● **Text for analysis**:

-------

Saturday, November 3, 2007

In Pakistan, Musharaff declares emergency

The fragility of political institutions in Pakistan were exposed Saturday when the army-backed government of President Pervez Musharraf declared a state of emergency, according to this report in USA Today.

Musharraf has declared the emergency ahead of a decision of the Supreme Court in Pakistan to a petition challenging his re-election as President, while keeping the post of chief-of-army staff.
The decision was expected to go against him.

Under President’s rule, the Supreme Court and most of the opposition will no doubt be placed under curbs, thus proving the fragility of Pakistan’s political institutions in the face of an army that will not cede control.

Earlier the US, in a bid to keep Musharraf in power, tried to broker a deal with a former prime minister Benazir Bhutto. The former prime minister, who had returned to Pakistan to a tumultuous public welcome, is back in Dubai, probably apprehending the new state of emergency.

-------

● **Information provided**:
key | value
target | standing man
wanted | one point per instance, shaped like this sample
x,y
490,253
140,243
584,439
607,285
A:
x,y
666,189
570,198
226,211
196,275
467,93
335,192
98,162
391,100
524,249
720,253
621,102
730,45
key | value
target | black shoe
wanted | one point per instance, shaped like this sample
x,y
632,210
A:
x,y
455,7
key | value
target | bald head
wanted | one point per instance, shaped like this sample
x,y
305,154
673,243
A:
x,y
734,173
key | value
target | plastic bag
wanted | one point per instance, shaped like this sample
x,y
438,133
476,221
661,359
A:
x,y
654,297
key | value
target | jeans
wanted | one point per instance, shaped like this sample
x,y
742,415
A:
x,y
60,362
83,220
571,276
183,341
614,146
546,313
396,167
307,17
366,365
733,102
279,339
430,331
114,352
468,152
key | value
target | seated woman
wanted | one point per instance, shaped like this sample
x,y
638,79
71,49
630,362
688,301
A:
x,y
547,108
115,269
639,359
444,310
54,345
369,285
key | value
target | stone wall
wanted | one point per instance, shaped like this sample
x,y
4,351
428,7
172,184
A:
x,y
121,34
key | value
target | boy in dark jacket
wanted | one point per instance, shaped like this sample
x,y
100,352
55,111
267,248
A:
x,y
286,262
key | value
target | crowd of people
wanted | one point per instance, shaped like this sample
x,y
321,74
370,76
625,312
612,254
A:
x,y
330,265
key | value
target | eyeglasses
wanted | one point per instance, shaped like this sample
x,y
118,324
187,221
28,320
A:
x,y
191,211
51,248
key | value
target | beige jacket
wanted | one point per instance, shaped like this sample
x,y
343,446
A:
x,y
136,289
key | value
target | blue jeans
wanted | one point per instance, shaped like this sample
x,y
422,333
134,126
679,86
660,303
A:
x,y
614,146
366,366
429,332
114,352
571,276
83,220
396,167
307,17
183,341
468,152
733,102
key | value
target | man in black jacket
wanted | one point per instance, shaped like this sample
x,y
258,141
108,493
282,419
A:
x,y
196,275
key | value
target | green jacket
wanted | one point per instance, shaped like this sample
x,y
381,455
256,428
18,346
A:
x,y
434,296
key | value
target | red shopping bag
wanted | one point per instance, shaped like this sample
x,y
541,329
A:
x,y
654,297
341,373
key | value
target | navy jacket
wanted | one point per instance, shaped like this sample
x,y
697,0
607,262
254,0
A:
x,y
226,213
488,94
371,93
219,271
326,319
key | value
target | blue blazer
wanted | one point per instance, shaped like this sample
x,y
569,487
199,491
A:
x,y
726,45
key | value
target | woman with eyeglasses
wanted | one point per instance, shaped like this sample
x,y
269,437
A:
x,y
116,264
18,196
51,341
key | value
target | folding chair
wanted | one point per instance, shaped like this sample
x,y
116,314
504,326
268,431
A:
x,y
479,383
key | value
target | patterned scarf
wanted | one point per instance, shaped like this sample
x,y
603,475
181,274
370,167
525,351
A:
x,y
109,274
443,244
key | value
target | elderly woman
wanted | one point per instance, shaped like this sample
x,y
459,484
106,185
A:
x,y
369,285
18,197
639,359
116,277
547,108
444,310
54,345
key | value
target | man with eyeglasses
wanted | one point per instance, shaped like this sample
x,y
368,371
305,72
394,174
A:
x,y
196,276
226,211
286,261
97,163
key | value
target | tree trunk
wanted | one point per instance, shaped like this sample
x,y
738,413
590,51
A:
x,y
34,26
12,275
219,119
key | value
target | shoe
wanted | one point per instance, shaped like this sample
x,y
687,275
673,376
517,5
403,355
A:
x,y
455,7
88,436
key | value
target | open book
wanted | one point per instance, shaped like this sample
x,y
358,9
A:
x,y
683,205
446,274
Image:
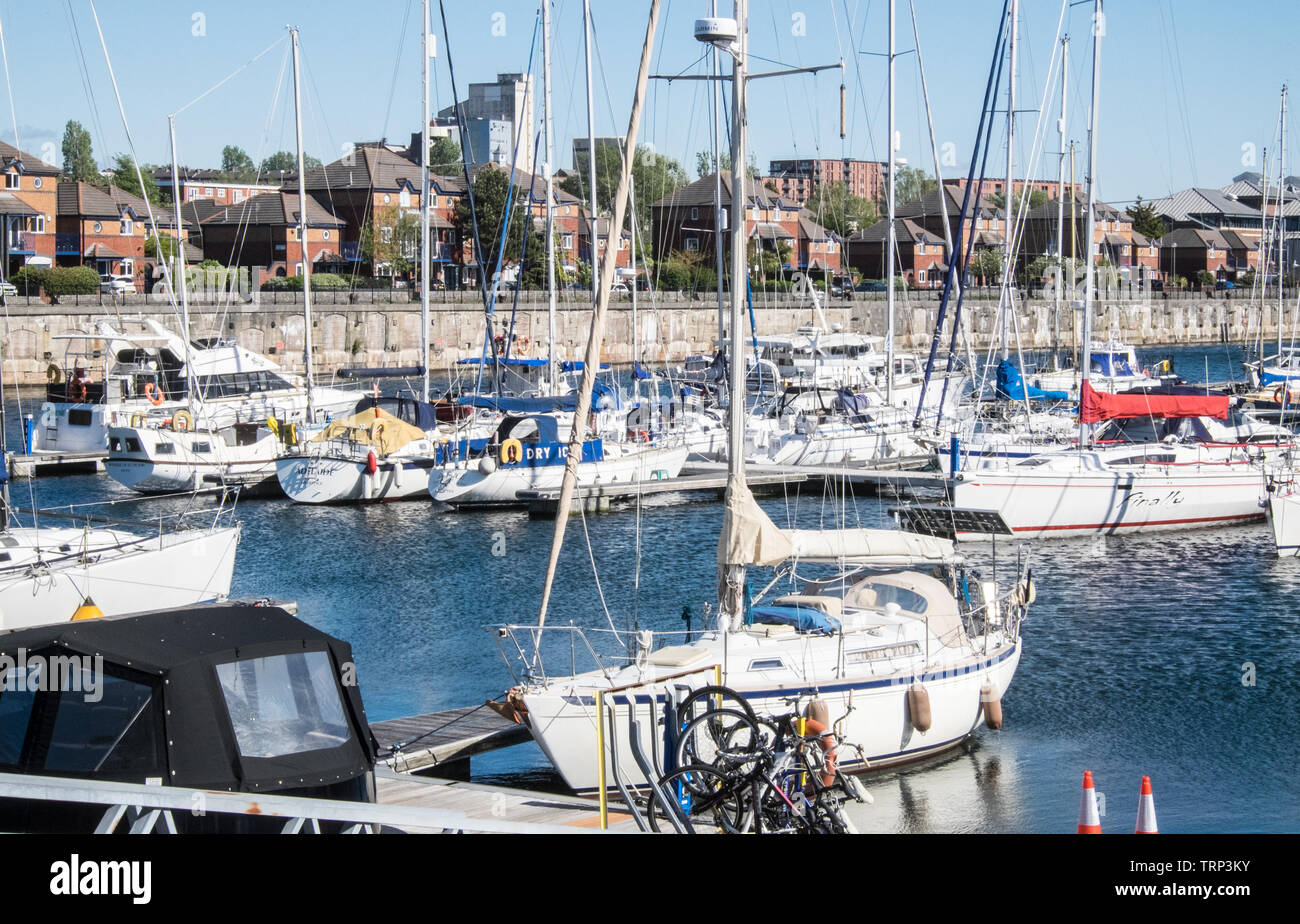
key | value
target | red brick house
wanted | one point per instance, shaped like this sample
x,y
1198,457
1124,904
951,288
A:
x,y
29,209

-------

● **Task statement**: Could you quote the post on Pakistan's state of emergency in full, word for word from the date line to the final sentence?

● **Output for this exercise**:
Saturday, November 3, 2007

In Pakistan, Musharaff declares emergency

The fragility of political institutions in Pakistan were exposed Saturday when the army-backed government of President Pervez Musharraf declared a state of emergency, according to this report in USA Today.

Musharraf has declared the emergency ahead of a decision of the Supreme Court in Pakistan to a petition challenging his re-election as President, while keeping the post of chief-of-army staff.
The decision was expected to go against him.

Under President’s rule, the Supreme Court and most of the opposition will no doubt be placed under curbs, thus proving the fragility of Pakistan’s political institutions in the face of an army that will not cede control.

Earlier the US, in a bid to keep Musharraf in power, tried to broker a deal with a former prime minister Benazir Bhutto. The former prime minister, who had returned to Pakistan to a tumultuous public welcome, is back in Dubai, probably apprehending the new state of emergency.